Data to examine:
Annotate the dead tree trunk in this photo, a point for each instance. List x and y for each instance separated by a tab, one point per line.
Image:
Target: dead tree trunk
==
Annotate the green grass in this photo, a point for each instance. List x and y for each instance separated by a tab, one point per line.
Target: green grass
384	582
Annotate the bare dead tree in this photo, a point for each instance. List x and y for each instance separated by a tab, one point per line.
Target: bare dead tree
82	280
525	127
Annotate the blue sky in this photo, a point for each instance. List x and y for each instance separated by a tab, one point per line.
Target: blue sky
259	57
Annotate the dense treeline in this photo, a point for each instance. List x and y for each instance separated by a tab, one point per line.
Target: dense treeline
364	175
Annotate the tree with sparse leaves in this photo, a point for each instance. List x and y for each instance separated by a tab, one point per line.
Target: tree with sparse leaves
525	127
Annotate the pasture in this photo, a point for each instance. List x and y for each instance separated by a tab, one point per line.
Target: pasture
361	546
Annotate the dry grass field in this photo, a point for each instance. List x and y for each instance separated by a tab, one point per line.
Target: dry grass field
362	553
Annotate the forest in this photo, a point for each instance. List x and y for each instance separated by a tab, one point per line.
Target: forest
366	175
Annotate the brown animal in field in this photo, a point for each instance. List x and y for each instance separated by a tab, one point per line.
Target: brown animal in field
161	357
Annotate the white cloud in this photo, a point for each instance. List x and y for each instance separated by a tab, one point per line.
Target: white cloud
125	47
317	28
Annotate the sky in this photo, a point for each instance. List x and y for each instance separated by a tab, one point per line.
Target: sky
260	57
* * *
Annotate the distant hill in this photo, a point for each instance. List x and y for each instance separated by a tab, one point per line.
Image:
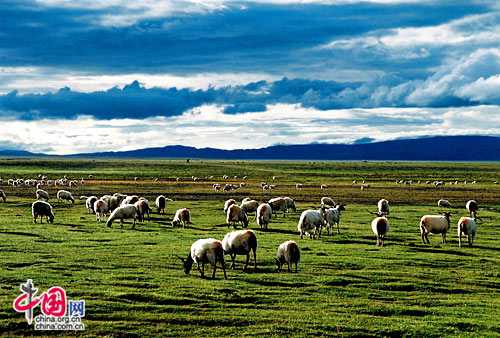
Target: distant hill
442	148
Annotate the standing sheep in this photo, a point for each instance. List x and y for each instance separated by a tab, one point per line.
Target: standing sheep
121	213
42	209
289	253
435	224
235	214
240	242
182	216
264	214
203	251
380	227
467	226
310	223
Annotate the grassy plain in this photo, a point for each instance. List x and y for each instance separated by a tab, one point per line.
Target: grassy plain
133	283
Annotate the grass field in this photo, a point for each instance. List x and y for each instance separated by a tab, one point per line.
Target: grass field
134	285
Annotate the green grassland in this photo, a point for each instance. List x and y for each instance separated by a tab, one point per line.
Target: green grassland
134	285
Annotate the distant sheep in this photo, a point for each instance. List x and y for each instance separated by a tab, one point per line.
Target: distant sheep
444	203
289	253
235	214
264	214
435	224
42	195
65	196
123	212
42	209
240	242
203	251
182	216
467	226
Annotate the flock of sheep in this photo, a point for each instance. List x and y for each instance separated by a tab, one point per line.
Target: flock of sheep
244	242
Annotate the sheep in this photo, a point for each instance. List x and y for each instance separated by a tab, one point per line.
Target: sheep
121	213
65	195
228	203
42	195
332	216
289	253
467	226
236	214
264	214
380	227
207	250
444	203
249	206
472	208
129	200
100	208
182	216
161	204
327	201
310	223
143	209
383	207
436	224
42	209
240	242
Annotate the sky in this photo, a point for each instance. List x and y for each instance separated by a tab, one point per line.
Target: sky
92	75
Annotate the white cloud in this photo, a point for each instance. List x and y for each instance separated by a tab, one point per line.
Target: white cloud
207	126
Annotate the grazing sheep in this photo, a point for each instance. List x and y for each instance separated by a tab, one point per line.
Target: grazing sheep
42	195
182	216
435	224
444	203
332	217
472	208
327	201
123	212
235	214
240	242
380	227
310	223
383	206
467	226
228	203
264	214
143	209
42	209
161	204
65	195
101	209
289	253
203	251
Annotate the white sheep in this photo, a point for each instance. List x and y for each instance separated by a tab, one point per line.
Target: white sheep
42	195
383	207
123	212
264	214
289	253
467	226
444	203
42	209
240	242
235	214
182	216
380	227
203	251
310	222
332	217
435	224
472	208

Instructions for the task: If a line above contains the word "trunk", list it.

Written reply:
Annotate the dead tree trunk in this photo, a point for each instance. List x and y for each instance separated by a tab, one point per line.
Target: dead tree trunk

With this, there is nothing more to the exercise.